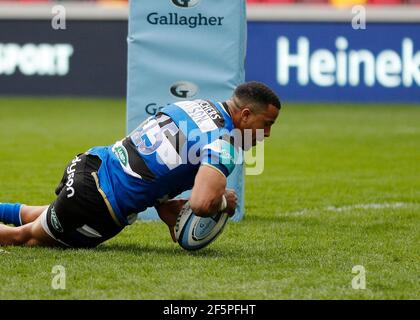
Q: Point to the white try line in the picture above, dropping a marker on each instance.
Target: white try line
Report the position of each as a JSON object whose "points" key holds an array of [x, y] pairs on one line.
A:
{"points": [[361, 206]]}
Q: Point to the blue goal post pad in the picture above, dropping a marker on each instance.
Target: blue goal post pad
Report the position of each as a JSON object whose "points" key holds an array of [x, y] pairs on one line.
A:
{"points": [[185, 50]]}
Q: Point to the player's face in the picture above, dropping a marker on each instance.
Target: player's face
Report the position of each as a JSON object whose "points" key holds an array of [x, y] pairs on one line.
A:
{"points": [[259, 121]]}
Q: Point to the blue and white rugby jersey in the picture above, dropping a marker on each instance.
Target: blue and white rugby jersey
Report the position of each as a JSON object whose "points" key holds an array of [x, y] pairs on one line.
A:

^^^^^^^^^^^^^^^^

YOUR GOAL: Leave every picture out. Retype the remaining data exactly.

YOUR SOLUTION:
Q: Point to the white try line in the picture above, dropping a marker on each instance.
Target: white try line
Report the position of each as a JSON object whose "points" key holds an array of [x, y] pairs on one line.
A:
{"points": [[361, 206]]}
Q: Point to the blue goal post pad in the picture above, dropping a marker on each instance.
Target: blue goal post pad
Report the position of each as a JSON object whose "points" key holds an array of [x, y] pairs on one line.
A:
{"points": [[185, 50]]}
Q: Point to the player's face in the picture above, dropping a marker on each instance.
Target: player's face
Report the position of each as a JSON object whose "points" key holds an array of [x, y] pairs on one line.
A:
{"points": [[259, 121]]}
Q: Point to the blue and white rugby jersey in the picture above, dropping a marker on each instance.
Target: blue and white rugby jersey
Report the position of each as a JSON object whose "points" key holds an array of [x, y] pairs on one line.
A:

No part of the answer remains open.